ARCHIV FÜR SOZIALGESCHICHTE
DEKORATION

Rezensionen aus dem Archiv für Sozialgeschichte online

Michael Hirschfeld/Johannes Gröger/Werner Marschall (Hrsg.), Schlesische Kirche in Lebensbildern, Bd. 7, Aschendorff Verlag, Münster 2006, 422 S., geb., 34,80 €.

Die vorliegende Publikation reiht sich in eine mehr als 120 Jahre alte Tradition ein: Ein erster Sammelband mit Biografien schlesischer Geistlicher erschien 1884, weitere folgten 1898, 1928, 1939, 1967 und 1992. Gemäß dem sich verändernden Kirchenverständnis weichte das Vorhaben, verstorbene schlesische Priester zu verewigen, schon im vorletzten Band der Zielsetzung, bedeutende Persönlichkeiten der schlesischen Kirche zu würdigen, Geistliche wie Laien. In der hier zu besprechenden Veröffentlichung kam, im Vergleich zu den Vorgängerpublikationen, noch ein Novum hinzu: Neben zahlreichen Männern wurden auch drei Frauen berücksichtigt, darunter die Kandidatinnen für die Seligsprechung Hildegard Burjan und Mutter Dulcissima Hoffmann.

____

(Gestellte Aufgabe A)
Schreiben Sie aus der Rezension den Abschnitt ab, der mit den Worten „Die vorliegende Publikation“ beginnt und mit „Mutter Dulcissima Hoffmann.“ schließt.
(Gestellte Aufgabe B)
In welchem Jahr erschien laut der Rezension der erste Sammelband mit Biografien schlesischer Geistlicher?
Das Material wird für die Bearbeitung nicht benötigt.

(Auszüge aus Material)
____

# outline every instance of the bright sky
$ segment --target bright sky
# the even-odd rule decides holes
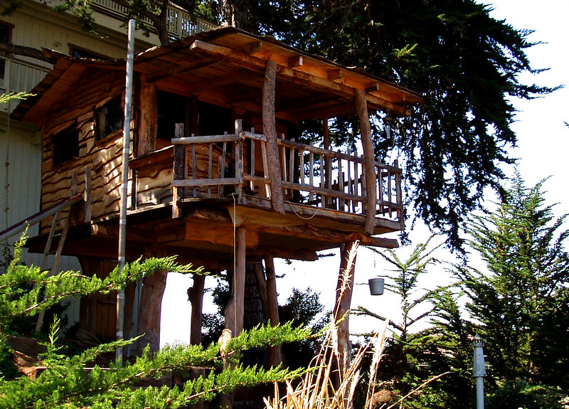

____

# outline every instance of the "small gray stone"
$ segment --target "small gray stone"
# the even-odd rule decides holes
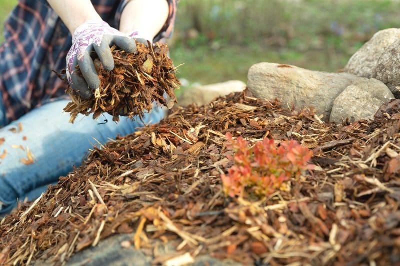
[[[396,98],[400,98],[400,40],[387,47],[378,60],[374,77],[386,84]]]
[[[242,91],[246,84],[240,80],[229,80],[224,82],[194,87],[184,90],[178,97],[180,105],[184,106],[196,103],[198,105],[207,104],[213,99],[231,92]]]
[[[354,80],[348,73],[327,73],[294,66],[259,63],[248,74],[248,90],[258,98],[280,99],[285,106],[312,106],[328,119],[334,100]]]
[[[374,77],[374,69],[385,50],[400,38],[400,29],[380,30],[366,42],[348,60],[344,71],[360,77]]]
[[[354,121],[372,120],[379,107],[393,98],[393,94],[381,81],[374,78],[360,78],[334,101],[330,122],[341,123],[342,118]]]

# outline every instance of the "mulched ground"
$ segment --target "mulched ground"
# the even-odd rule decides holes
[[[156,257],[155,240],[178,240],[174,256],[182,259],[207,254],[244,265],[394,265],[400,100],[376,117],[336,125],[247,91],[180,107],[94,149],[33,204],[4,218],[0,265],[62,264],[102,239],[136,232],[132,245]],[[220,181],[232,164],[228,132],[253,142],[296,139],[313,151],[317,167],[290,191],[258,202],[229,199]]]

____

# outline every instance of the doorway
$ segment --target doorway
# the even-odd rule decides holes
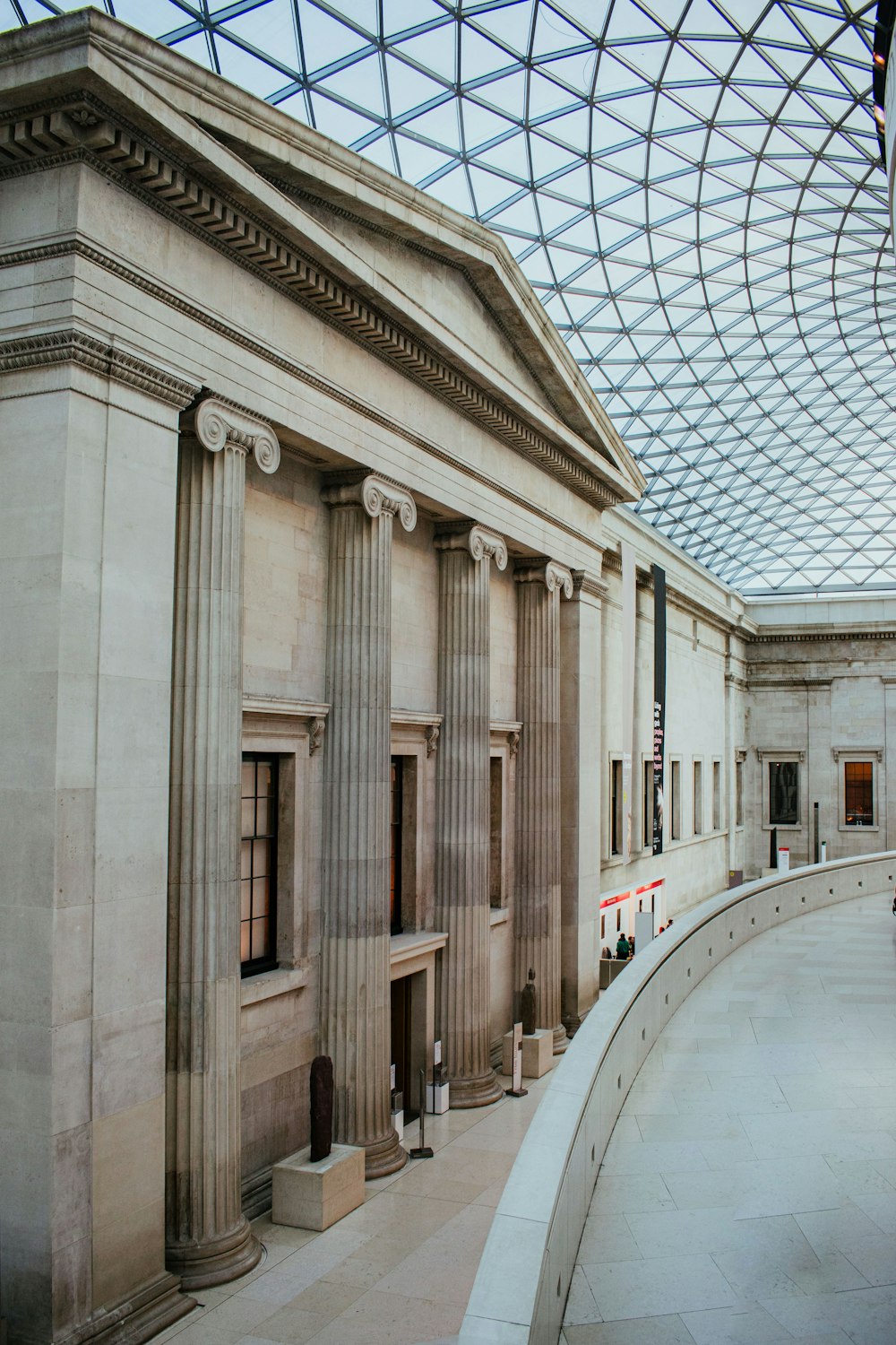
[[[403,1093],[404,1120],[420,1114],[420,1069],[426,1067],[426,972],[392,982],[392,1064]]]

____

(Schriftliche Lösung A)
Die vorliegende Publikation reiht sich in eine mehr als 120 Jahre alte Tradition ein: Ein erster Sammelband mit Biografien schlesischer Geistlicher erschien 1884, weitere folgten 1898, 1928, 1939, 1967 und 1992. Gemäß dem sich verändernden Kirchenverständnis weichte das Vorhaben, verstorbene schlesische Priester zu verewigen, schon im vorletzten Band der Zielsetzung, bedeutende Persönlichkeiten der schlesischen Kirche zu würdigen, Geistliche wie Laien. In der hier zu besprechenden Veröffentlichung kam, im Vergleich zu den Vorgängerpublikationen, noch ein Novum hinzu: Neben zahlreichen Männern wurden auch drei Frauen berücksichtigt, darunter die Kandidatinnen für die Seligsprechung Hildegard Burjan und Mutter Dulcissima Hoffmann.

(Schriftliche Lösung B)
Der erste Sammelband erschien 1884.